Segment Start: DATASET

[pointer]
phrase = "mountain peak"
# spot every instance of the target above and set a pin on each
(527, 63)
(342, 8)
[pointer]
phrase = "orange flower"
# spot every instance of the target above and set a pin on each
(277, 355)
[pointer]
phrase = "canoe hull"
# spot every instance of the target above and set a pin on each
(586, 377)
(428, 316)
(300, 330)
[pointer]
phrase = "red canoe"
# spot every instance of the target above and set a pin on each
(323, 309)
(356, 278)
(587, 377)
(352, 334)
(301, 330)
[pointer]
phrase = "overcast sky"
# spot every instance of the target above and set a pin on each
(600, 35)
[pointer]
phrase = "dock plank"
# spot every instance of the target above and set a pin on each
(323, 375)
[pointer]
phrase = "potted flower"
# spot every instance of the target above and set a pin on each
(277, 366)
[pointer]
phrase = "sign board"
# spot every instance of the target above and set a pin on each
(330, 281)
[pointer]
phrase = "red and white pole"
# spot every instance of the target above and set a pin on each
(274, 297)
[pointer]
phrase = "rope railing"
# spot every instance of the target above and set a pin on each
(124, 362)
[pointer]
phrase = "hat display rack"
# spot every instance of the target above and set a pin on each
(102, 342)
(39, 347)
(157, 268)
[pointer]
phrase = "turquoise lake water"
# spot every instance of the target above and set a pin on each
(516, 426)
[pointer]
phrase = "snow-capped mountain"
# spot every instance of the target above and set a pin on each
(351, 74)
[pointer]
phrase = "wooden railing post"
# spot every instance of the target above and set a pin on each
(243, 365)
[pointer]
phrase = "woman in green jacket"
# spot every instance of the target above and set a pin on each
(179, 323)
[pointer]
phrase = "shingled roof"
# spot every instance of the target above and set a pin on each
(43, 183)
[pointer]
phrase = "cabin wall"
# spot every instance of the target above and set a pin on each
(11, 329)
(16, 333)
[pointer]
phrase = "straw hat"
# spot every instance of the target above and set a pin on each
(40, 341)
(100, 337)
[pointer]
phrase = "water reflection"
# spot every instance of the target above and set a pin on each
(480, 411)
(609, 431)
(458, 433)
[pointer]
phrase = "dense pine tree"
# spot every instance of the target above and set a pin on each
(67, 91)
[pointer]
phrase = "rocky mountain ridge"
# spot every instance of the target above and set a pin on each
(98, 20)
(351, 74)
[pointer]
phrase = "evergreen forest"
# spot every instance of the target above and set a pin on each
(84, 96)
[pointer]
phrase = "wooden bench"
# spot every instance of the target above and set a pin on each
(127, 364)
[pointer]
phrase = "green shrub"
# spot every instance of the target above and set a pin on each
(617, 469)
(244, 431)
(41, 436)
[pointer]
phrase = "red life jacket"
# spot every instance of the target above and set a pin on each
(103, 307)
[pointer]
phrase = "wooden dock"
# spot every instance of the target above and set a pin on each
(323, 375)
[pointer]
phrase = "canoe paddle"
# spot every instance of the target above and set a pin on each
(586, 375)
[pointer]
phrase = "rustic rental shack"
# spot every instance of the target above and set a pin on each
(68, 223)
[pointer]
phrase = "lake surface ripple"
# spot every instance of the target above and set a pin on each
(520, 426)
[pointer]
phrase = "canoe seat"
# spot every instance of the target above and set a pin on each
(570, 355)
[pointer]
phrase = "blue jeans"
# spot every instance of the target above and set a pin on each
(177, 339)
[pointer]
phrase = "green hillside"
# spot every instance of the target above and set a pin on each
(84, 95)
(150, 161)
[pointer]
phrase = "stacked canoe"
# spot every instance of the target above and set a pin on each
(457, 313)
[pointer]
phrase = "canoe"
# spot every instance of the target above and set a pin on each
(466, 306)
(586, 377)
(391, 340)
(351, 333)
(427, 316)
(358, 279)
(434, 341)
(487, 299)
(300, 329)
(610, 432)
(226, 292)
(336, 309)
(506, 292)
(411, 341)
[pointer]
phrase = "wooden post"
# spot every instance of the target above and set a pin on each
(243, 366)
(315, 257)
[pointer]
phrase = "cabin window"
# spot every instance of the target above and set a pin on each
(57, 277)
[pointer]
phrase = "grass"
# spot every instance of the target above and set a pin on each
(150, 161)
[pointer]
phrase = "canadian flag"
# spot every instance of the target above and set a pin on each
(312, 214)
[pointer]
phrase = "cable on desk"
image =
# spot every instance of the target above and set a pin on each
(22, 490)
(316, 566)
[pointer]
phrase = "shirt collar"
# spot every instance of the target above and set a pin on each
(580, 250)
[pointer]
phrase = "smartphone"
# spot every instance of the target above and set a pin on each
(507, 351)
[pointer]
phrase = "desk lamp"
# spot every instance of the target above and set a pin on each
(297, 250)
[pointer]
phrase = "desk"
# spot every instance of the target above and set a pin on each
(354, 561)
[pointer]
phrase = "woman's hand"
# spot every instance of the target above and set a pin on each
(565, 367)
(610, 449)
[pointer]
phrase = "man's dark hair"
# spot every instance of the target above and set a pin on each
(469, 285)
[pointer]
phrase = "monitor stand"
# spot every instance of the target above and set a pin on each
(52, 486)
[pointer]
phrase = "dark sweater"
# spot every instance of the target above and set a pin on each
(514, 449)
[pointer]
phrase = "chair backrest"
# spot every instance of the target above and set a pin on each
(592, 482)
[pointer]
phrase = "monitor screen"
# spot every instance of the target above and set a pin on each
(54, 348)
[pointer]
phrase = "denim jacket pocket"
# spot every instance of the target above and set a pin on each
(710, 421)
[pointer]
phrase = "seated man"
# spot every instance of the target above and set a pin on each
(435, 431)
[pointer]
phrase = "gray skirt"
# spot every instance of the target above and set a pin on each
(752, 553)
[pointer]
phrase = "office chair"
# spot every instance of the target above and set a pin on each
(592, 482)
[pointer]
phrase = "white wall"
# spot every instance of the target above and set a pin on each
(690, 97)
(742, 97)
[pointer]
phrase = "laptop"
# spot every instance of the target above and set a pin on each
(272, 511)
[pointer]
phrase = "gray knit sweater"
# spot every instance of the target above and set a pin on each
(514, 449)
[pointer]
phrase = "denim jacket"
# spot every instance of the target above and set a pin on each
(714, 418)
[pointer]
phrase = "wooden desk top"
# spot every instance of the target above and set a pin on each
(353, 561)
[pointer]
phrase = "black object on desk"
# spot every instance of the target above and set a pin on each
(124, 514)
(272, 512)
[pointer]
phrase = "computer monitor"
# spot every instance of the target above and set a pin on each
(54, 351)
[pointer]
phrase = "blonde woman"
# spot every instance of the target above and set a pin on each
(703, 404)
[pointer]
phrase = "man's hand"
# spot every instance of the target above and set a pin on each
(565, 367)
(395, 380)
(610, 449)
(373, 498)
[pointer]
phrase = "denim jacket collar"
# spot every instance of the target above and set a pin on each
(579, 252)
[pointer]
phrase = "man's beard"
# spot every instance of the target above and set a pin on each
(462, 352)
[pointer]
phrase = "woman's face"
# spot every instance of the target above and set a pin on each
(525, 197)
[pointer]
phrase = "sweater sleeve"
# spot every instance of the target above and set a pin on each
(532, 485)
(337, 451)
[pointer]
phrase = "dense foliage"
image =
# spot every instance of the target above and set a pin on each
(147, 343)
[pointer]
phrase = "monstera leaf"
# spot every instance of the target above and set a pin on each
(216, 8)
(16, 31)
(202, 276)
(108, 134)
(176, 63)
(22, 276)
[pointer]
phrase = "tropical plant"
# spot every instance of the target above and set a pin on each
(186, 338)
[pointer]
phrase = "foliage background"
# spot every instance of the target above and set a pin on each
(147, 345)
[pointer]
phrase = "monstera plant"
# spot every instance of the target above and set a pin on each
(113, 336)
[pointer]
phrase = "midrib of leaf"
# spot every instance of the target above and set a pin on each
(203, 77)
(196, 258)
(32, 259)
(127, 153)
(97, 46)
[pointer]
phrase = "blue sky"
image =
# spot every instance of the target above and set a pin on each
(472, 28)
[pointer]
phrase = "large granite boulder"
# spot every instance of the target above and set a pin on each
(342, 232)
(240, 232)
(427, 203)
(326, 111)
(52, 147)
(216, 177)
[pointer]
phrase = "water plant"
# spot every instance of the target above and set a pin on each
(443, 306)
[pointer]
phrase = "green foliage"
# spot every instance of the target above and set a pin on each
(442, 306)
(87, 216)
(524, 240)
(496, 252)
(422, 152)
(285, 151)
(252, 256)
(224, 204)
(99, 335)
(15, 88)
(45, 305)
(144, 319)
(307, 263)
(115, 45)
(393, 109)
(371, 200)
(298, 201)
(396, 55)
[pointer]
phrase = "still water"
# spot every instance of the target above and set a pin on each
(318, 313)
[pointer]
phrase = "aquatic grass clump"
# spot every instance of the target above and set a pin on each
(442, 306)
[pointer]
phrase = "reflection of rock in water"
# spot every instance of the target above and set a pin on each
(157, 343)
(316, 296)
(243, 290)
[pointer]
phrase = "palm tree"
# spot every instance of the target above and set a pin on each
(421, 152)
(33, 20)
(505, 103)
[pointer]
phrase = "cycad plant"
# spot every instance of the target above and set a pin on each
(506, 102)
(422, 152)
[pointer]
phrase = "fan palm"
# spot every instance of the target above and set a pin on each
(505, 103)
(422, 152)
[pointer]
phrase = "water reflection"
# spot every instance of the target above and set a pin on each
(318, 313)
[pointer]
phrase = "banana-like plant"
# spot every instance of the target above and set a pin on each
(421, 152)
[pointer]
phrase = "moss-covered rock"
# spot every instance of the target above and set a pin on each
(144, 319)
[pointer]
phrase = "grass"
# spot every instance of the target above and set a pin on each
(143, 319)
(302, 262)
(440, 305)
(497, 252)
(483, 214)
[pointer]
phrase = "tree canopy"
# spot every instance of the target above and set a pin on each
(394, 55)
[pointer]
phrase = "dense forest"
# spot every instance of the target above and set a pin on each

Segment End: DATASET

**WHAT TO DO**: If a line in the data above holds the word "chair", count it, and give only the final number.

**ANSWER TO THE EXERCISE**: 2